_Activity_
With no omissions, write out every record given below.

_Dataset entries_
"""

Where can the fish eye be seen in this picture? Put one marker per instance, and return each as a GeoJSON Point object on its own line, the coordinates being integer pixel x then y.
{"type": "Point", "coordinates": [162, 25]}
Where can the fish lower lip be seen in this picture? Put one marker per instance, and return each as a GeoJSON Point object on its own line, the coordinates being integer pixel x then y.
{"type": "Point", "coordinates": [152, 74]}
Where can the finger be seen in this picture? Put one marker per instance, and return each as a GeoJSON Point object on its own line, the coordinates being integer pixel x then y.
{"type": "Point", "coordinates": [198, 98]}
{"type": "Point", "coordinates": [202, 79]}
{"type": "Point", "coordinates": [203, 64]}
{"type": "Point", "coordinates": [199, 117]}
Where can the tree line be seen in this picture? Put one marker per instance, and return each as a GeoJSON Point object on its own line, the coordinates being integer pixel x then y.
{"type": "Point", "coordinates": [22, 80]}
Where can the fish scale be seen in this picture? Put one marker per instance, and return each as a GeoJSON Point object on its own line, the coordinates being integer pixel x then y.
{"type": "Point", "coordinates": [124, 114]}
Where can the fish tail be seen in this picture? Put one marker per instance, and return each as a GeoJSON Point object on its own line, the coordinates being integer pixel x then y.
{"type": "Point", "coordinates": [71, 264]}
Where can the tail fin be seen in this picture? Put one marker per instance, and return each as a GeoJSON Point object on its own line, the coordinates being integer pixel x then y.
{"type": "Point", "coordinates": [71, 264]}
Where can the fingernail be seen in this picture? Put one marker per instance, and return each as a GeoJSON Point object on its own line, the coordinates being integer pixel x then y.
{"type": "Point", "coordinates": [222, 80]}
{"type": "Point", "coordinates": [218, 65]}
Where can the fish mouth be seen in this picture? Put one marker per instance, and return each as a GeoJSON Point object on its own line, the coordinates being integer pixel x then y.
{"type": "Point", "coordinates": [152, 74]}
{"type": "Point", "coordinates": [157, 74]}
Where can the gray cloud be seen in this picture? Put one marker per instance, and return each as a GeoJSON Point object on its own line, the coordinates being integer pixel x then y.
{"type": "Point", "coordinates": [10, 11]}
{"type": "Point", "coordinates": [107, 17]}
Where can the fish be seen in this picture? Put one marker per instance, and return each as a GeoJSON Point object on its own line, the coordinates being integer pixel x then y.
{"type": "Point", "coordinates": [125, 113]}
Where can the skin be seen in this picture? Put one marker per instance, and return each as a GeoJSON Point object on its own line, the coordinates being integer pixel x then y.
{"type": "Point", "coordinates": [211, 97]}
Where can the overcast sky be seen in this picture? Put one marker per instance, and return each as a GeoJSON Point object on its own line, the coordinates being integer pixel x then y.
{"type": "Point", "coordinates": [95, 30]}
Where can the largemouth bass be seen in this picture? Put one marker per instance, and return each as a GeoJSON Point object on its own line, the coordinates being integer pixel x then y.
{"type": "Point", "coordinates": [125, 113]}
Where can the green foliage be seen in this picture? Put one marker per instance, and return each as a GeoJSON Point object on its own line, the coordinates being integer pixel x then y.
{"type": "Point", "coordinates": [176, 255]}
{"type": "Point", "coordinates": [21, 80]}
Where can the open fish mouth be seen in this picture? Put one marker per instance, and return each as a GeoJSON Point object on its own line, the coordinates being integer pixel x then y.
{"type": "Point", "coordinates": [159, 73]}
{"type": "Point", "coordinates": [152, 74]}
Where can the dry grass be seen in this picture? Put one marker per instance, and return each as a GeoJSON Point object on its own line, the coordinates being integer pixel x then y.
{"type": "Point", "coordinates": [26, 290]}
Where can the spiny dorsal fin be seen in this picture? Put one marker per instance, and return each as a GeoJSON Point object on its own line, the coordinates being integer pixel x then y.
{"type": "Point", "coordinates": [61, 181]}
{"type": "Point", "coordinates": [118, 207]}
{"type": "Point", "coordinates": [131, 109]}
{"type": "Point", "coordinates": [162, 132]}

"""

_Output for this exercise_
Where can the fish eye be seen in this picture? Put one marker per instance, and return each as a GeoJSON Point object on its own line, the coordinates being integer pixel x then y.
{"type": "Point", "coordinates": [162, 25]}
Where can the fish lower lip be seen in this picture? Put one marker per instance, and return each as a GeoJSON Point object on its own line, the coordinates being integer pixel x then y.
{"type": "Point", "coordinates": [152, 74]}
Where can the finger be seen in this picture? Put one marker per instance, and return each as a GeoJSON Point object on its own line, the coordinates being integer pixel x then y.
{"type": "Point", "coordinates": [198, 98]}
{"type": "Point", "coordinates": [202, 79]}
{"type": "Point", "coordinates": [203, 64]}
{"type": "Point", "coordinates": [199, 117]}
Where can the tree line be seen in this picture? Put one marker per instance, and return each as a GeoJSON Point object on its own line, the coordinates being integer pixel x then y.
{"type": "Point", "coordinates": [22, 80]}
Where can the fish scale be seen in this picture? Put one marker per instance, and return each as a GeoJSON Point object on its own line, the coordinates being integer pixel x then y.
{"type": "Point", "coordinates": [124, 114]}
Where can the fish tail be seen in this picture? Put one marker per instance, and return each as a GeoJSON Point object on its own line, the coordinates being integer pixel x then y.
{"type": "Point", "coordinates": [71, 264]}
Where can the tail fin be seen in this picture? Put one marker per instance, and return each as a GeoJSON Point object on its own line, the coordinates being integer pixel x then y.
{"type": "Point", "coordinates": [71, 264]}
Where can the fingernail be seen in this picture? Put one marker per instance, and return each as a GeoJSON Point object on its own line, the coordinates being integer pixel x then y.
{"type": "Point", "coordinates": [222, 80]}
{"type": "Point", "coordinates": [218, 65]}
Where can the fish mouth be seen in this picture? Put one marker per instance, and return each as a GeoJSON Point object on its own line, the coordinates being integer pixel x then y.
{"type": "Point", "coordinates": [152, 74]}
{"type": "Point", "coordinates": [157, 74]}
Where can the gray cloud be seen in this picture? Put one marker per instance, and return each as a GeoJSON Point object on its own line, the coordinates being integer pixel x then y.
{"type": "Point", "coordinates": [10, 11]}
{"type": "Point", "coordinates": [107, 17]}
Where can the fish be seen in this picture? Put one marker per instance, and return each as a GeoJSON Point object on its own line, the coordinates being integer pixel x then y.
{"type": "Point", "coordinates": [125, 113]}
Where can the skin be seen in this picture? Put one marker per instance, and return each as a GeoJSON Point object on its own line, the coordinates being integer pixel x then y.
{"type": "Point", "coordinates": [211, 97]}
Where can the overcast sky be seen in this picture? Put one marker per instance, and return each as a GeoJSON Point object on its own line, the coordinates being integer pixel x then y.
{"type": "Point", "coordinates": [95, 30]}
Where can the largemouth bass be seen in this picture? Put one marker per instance, and return each as a GeoJSON Point object on its own line, the coordinates being integer pixel x then y.
{"type": "Point", "coordinates": [125, 113]}
Where can the green foliage be seen in this picture? Put one marker per instance, and return each as a GeoJSON Point object on its own line, the coordinates being integer pixel x then y.
{"type": "Point", "coordinates": [176, 255]}
{"type": "Point", "coordinates": [21, 80]}
Where can the open fish mouth be seen in this picture? Put one marker per instance, and return each as a GeoJSON Point object on its own line, the coordinates being integer pixel x then y.
{"type": "Point", "coordinates": [159, 73]}
{"type": "Point", "coordinates": [152, 74]}
Where can the dry grass be seen in this picture? Put one marker per instance, and return each as a GeoJSON Point object on its own line, the coordinates being integer pixel x then y.
{"type": "Point", "coordinates": [26, 290]}
Where can the spiny dorsal fin be seen in this picture? Put one marker per instance, and return each as a GeoJSON Point object on its own line, the coordinates being integer pixel x then y.
{"type": "Point", "coordinates": [61, 181]}
{"type": "Point", "coordinates": [118, 207]}
{"type": "Point", "coordinates": [131, 109]}
{"type": "Point", "coordinates": [162, 132]}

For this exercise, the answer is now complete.